** start of Entries **

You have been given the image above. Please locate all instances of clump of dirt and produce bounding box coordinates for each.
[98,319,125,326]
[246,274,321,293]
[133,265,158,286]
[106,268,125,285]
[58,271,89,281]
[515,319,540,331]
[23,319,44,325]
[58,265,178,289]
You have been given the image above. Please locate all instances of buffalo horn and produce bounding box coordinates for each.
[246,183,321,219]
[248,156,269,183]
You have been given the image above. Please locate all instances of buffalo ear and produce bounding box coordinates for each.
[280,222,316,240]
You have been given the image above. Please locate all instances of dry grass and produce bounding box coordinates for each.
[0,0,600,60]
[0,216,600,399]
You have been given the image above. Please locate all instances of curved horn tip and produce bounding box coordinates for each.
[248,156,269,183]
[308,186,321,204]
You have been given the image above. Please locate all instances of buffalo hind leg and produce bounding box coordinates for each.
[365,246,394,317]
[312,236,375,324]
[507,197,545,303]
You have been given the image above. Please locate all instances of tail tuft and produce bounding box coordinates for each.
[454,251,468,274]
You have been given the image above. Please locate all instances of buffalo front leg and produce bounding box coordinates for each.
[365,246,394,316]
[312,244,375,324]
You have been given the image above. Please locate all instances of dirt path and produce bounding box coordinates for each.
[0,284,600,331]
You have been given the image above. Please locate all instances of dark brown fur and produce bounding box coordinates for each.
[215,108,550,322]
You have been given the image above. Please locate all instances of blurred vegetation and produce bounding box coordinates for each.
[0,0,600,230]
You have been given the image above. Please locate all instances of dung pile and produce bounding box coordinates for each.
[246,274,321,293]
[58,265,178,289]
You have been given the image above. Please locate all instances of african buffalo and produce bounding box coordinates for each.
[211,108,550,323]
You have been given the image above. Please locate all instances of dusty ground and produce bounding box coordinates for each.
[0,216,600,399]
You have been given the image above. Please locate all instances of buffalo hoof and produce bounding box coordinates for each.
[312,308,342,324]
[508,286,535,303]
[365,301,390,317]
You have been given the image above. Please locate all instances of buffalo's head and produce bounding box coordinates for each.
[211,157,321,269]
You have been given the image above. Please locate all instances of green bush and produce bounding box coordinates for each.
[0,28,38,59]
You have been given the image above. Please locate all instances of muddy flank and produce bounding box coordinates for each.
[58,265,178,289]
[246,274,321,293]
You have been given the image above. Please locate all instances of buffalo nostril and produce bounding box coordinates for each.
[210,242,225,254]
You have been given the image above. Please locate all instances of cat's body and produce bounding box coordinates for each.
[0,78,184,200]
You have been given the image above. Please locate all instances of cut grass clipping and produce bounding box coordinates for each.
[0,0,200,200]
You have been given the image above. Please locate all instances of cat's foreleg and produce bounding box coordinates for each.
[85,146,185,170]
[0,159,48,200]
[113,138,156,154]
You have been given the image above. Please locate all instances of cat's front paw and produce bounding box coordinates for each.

** end of Entries **

**Given instruction**
Copy out the stretch from the first row through the row containing "[308,186,321,204]", requests included, and raise every bounding box coordinate in its answers by 60.

**Answer to this problem**
You have been given the image above. Please locate all instances of clump of dirt and produce bounding box coordinates for each.
[158,379,185,386]
[306,334,381,353]
[193,325,218,346]
[166,328,185,345]
[118,331,149,341]
[575,379,600,391]
[83,379,104,385]
[118,325,238,349]
You have been given the image above. Please locate all instances of buffalo horn and produce bounding box coordinates for each.
[306,243,381,279]
[308,216,329,243]
You have been given the image above. Please locate all instances of buffalo ear and produce bounding box coordinates for each.
[340,282,376,300]
You have been given the image above. Please locate all instances of dry grass and produce bounding box coordinates for each.
[60,60,660,120]
[60,276,660,459]
You have been given the image above. Please locate all instances of curved horn tip and produce bounding box coordinates for each.
[308,216,329,243]
[368,246,381,264]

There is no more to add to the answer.